[Task statement]
Could you quote, exactly as they stand, the lines running from the one with "[indicate] one point per instance, sample <point>4,830</point>." to the final line of the material?

[Recorded information]
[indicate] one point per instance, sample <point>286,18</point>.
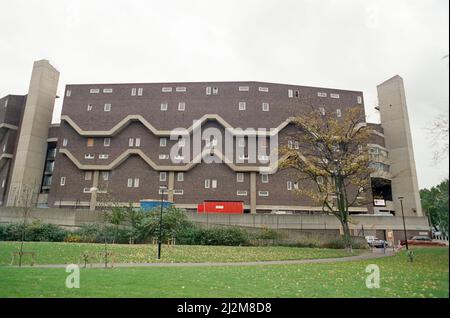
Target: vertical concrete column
<point>397,134</point>
<point>93,202</point>
<point>170,186</point>
<point>32,141</point>
<point>252,192</point>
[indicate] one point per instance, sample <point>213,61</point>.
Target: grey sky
<point>348,44</point>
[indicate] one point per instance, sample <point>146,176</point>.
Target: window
<point>105,175</point>
<point>289,185</point>
<point>264,178</point>
<point>263,158</point>
<point>262,142</point>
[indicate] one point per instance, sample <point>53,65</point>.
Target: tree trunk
<point>347,236</point>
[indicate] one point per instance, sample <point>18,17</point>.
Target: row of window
<point>182,107</point>
<point>210,90</point>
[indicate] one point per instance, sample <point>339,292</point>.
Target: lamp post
<point>404,227</point>
<point>162,189</point>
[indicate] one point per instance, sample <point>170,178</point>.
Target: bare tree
<point>438,133</point>
<point>331,153</point>
<point>25,198</point>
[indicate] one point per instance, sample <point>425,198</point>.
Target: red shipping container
<point>226,207</point>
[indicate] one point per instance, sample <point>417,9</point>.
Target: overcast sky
<point>347,44</point>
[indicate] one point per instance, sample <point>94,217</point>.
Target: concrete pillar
<point>170,186</point>
<point>93,201</point>
<point>32,141</point>
<point>252,192</point>
<point>397,133</point>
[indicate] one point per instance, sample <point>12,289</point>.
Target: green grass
<point>427,276</point>
<point>66,253</point>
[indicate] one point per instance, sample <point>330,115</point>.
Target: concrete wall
<point>395,123</point>
<point>74,218</point>
<point>32,143</point>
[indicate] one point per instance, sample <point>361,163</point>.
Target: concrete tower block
<point>32,142</point>
<point>395,122</point>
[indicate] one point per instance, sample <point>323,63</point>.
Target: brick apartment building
<point>115,139</point>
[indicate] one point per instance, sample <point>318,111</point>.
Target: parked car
<point>374,241</point>
<point>422,240</point>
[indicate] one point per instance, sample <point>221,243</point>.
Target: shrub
<point>95,233</point>
<point>229,236</point>
<point>36,231</point>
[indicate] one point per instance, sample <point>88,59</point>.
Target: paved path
<point>377,253</point>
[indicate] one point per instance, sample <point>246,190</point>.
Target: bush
<point>36,231</point>
<point>94,233</point>
<point>229,236</point>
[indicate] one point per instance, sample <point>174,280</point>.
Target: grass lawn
<point>427,276</point>
<point>66,253</point>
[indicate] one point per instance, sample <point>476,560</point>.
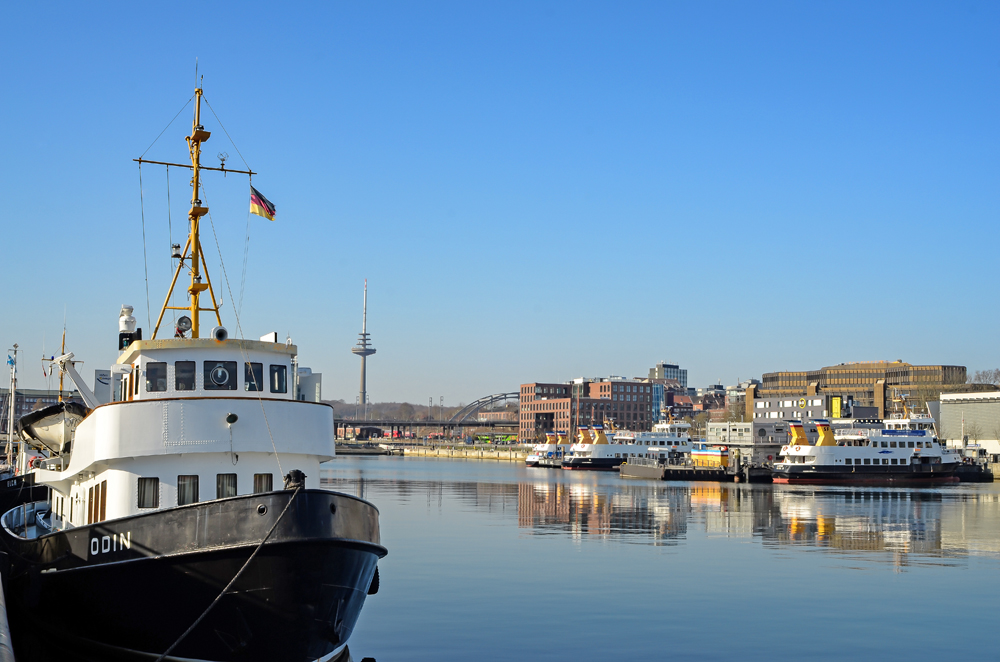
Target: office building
<point>550,407</point>
<point>838,391</point>
<point>669,371</point>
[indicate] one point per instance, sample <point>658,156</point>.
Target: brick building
<point>549,407</point>
<point>835,391</point>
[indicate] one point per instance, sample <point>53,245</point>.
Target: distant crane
<point>364,350</point>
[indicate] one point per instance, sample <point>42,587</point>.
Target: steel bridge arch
<point>468,410</point>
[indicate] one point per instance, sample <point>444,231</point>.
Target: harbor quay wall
<point>471,453</point>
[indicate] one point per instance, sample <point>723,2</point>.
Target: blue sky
<point>535,191</point>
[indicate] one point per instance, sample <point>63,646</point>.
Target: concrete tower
<point>364,350</point>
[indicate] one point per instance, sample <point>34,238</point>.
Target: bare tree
<point>974,432</point>
<point>988,376</point>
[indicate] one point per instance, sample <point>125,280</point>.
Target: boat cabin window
<point>156,377</point>
<point>278,374</point>
<point>220,375</point>
<point>184,375</point>
<point>263,483</point>
<point>225,485</point>
<point>253,376</point>
<point>149,492</point>
<point>187,490</point>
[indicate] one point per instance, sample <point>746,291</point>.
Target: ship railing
<point>21,521</point>
<point>659,462</point>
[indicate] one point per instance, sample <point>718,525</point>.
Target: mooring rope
<point>168,126</point>
<point>231,582</point>
<point>239,329</point>
<point>145,266</point>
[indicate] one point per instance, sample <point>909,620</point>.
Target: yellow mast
<point>197,256</point>
<point>62,353</point>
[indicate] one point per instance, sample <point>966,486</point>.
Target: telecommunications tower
<point>364,350</point>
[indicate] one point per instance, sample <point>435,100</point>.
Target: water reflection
<point>895,525</point>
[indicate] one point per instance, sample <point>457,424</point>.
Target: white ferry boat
<point>555,447</point>
<point>185,520</point>
<point>904,451</point>
<point>598,453</point>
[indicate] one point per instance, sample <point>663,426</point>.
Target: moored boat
<point>186,519</point>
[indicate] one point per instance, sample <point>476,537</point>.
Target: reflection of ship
<point>905,452</point>
<point>556,445</point>
<point>863,520</point>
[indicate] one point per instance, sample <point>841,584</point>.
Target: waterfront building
<point>29,400</point>
<point>756,442</point>
<point>862,390</point>
<point>663,370</point>
<point>548,407</point>
<point>309,387</point>
<point>971,420</point>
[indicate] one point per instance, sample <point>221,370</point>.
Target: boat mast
<point>11,409</point>
<point>196,261</point>
<point>62,352</point>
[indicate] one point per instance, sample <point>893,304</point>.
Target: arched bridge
<point>464,418</point>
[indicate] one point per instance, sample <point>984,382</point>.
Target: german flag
<point>260,205</point>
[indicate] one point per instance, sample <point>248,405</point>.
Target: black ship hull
<point>916,474</point>
<point>127,589</point>
<point>17,490</point>
<point>593,463</point>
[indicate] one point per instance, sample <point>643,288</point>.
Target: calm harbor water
<point>495,560</point>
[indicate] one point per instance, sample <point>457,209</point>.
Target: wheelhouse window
<point>184,375</point>
<point>263,483</point>
<point>225,485</point>
<point>220,375</point>
<point>278,379</point>
<point>187,490</point>
<point>156,377</point>
<point>149,492</point>
<point>253,376</point>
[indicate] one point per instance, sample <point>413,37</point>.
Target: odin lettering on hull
<point>113,543</point>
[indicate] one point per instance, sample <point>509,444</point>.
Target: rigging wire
<point>145,267</point>
<point>231,581</point>
<point>239,328</point>
<point>226,132</point>
<point>168,126</point>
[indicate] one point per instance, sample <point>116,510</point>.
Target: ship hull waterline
<point>154,574</point>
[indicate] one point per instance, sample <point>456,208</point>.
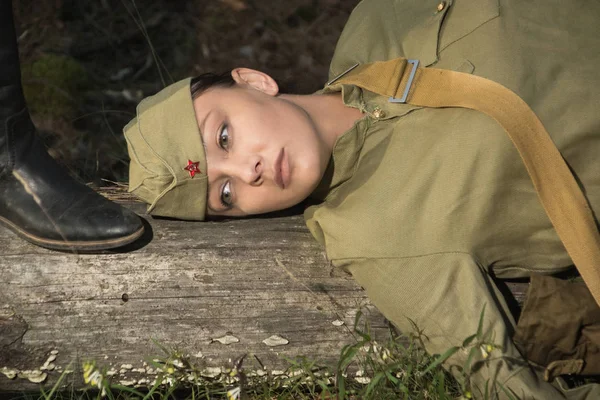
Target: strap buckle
<point>411,77</point>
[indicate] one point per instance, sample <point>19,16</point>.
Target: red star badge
<point>192,168</point>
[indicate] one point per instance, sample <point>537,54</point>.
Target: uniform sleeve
<point>444,295</point>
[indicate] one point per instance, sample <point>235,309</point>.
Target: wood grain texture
<point>184,285</point>
<point>191,283</point>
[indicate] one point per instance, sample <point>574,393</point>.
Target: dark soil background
<point>87,63</point>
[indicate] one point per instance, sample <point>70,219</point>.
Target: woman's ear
<point>255,79</point>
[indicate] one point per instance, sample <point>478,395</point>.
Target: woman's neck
<point>328,112</point>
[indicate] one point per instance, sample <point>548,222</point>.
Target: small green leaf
<point>447,354</point>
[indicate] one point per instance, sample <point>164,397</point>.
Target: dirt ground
<point>87,63</point>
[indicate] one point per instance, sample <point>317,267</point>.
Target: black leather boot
<point>38,199</point>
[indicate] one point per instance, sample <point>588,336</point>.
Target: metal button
<point>378,113</point>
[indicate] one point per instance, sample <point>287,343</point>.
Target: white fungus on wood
<point>34,375</point>
<point>10,373</point>
<point>227,339</point>
<point>275,340</point>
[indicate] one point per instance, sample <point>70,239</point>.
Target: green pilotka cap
<point>168,162</point>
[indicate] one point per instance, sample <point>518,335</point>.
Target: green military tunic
<point>423,206</point>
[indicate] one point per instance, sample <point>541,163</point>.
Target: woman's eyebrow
<point>202,124</point>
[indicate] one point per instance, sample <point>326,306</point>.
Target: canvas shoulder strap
<point>566,206</point>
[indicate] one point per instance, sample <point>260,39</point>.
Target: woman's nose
<point>252,170</point>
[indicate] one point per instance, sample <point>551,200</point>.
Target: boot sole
<point>73,245</point>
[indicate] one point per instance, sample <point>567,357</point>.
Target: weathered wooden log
<point>185,285</point>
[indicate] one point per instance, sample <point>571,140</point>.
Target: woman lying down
<point>424,199</point>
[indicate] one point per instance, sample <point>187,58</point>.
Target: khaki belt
<point>566,206</point>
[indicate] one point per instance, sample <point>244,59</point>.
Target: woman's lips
<point>282,170</point>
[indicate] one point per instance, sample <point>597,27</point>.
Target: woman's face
<point>263,151</point>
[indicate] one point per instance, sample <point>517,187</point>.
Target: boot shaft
<point>16,129</point>
<point>10,72</point>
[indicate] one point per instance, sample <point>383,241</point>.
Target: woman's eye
<point>226,197</point>
<point>224,138</point>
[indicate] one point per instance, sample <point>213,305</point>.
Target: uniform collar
<point>347,147</point>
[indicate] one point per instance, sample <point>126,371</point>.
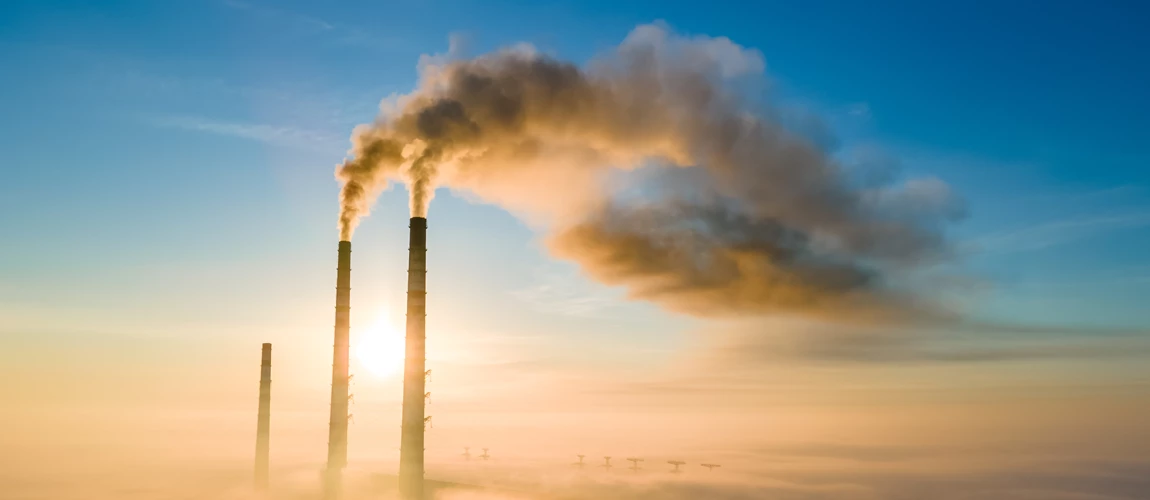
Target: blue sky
<point>145,131</point>
<point>168,201</point>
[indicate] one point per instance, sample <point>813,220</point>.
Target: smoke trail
<point>652,172</point>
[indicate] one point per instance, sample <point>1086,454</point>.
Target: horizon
<point>894,251</point>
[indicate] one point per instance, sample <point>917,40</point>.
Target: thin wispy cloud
<point>281,15</point>
<point>340,33</point>
<point>564,292</point>
<point>1056,232</point>
<point>277,135</point>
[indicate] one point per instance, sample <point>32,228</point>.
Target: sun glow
<point>381,347</point>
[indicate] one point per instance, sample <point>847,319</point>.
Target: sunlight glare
<point>381,347</point>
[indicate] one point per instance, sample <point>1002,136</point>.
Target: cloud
<point>926,344</point>
<point>281,15</point>
<point>652,171</point>
<point>1056,232</point>
<point>277,135</point>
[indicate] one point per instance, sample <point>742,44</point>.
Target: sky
<point>168,202</point>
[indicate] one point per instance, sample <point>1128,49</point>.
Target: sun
<point>381,347</point>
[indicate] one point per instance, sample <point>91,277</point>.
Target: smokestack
<point>337,425</point>
<point>411,451</point>
<point>263,420</point>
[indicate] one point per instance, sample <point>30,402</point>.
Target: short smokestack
<point>263,420</point>
<point>337,423</point>
<point>411,451</point>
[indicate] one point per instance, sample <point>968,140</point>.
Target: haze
<point>895,251</point>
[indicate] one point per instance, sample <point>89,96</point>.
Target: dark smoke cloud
<point>652,172</point>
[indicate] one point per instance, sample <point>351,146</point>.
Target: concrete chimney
<point>411,451</point>
<point>263,420</point>
<point>337,423</point>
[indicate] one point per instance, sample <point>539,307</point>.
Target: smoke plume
<point>651,170</point>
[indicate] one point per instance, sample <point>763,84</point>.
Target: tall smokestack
<point>263,421</point>
<point>411,451</point>
<point>337,425</point>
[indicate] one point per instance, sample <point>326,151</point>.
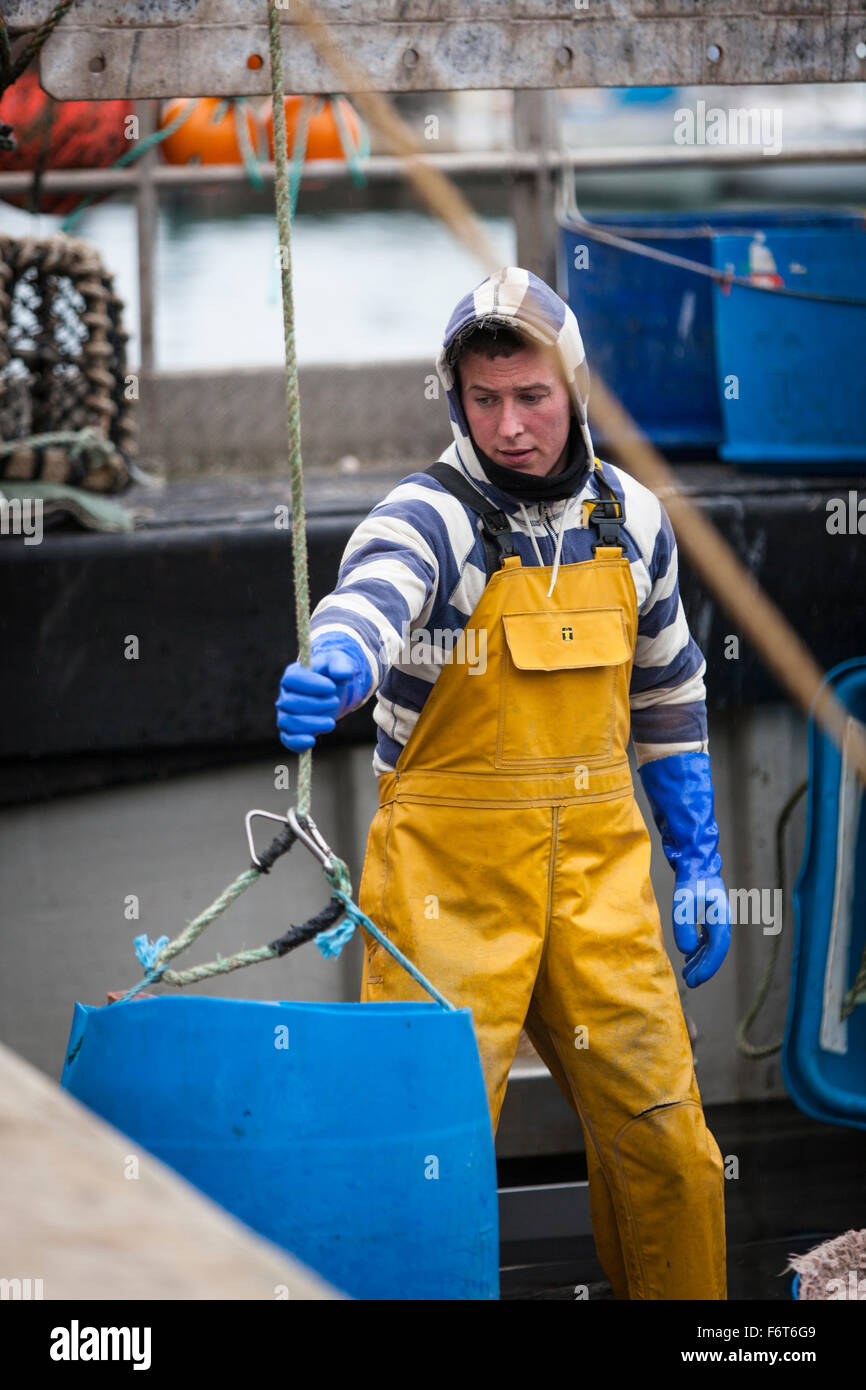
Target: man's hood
<point>521,300</point>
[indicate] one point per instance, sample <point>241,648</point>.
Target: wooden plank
<point>178,47</point>
<point>74,1219</point>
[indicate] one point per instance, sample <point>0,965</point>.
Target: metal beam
<point>200,47</point>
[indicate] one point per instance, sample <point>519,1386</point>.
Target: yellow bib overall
<point>510,862</point>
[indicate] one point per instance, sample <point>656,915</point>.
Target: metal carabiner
<point>267,815</point>
<point>310,836</point>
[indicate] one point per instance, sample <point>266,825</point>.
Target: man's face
<point>517,409</point>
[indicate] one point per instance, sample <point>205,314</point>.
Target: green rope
<point>856,994</point>
<point>299,537</point>
<point>338,873</point>
<point>309,107</point>
<point>287,185</point>
<point>245,143</point>
<point>11,71</point>
<point>78,439</point>
<point>353,154</point>
<point>755,1050</point>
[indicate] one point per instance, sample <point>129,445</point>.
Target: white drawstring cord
<point>559,545</point>
<point>528,526</point>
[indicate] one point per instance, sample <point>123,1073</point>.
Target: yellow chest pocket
<point>562,674</point>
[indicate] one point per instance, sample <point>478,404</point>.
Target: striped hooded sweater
<point>414,569</point>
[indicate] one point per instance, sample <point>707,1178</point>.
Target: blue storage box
<point>795,396</point>
<point>356,1136</point>
<point>649,327</point>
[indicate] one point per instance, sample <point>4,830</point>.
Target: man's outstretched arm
<point>669,727</point>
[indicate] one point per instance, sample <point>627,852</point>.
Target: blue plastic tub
<point>824,1058</point>
<point>356,1136</point>
<point>799,401</point>
<point>648,327</point>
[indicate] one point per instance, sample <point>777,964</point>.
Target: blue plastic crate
<point>648,327</point>
<point>795,396</point>
<point>355,1136</point>
<point>823,1058</point>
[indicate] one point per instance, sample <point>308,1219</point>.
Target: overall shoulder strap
<point>492,521</point>
<point>608,514</point>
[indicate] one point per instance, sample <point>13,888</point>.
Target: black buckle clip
<point>608,516</point>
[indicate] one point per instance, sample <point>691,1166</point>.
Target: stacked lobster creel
<point>63,366</point>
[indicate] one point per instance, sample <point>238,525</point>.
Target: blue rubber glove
<point>680,792</point>
<point>313,698</point>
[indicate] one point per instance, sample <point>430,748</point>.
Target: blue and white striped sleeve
<point>667,691</point>
<point>388,577</point>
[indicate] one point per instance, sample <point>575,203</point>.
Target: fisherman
<point>509,858</point>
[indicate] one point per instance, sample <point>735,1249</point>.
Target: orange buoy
<point>60,135</point>
<point>323,131</point>
<point>202,139</point>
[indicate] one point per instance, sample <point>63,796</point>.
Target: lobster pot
<point>824,1055</point>
<point>356,1136</point>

[Reply to the task]
[indicate] one point per instance, sample <point>4,830</point>.
Target: man's outstretched arm
<point>669,727</point>
[indicate] one point per instance, sample <point>627,852</point>.
Target: blue plastic tub
<point>824,1058</point>
<point>356,1136</point>
<point>799,401</point>
<point>648,327</point>
[indicate] one point per instance, sample <point>777,964</point>.
Target: blue plastic crate
<point>648,327</point>
<point>795,396</point>
<point>355,1136</point>
<point>823,1058</point>
[indicate] one point per instance, sample <point>308,1219</point>.
Target: overall shoulder strap
<point>492,521</point>
<point>608,514</point>
[indicate] one point per instance, sample <point>13,888</point>.
Target: black buckle clip
<point>608,516</point>
[indicate] one point per instance, sample <point>691,1166</point>.
Target: stacked lobster creel
<point>63,366</point>
[indicate] one point per instance, sample <point>238,525</point>.
Target: blue rubber glove
<point>680,792</point>
<point>313,698</point>
[indicate] one point per instance, sample <point>430,748</point>.
Target: blue and white striped sleeve
<point>667,691</point>
<point>388,577</point>
[indicate] one point per instance, sample <point>575,203</point>.
Target: fisherman
<point>509,858</point>
[indicate] one point per instance, sample <point>735,1249</point>.
Target: orange buoy
<point>60,135</point>
<point>323,131</point>
<point>202,139</point>
[indicate] one point per instance, sample <point>63,796</point>.
Target: lobster pot
<point>824,1055</point>
<point>356,1136</point>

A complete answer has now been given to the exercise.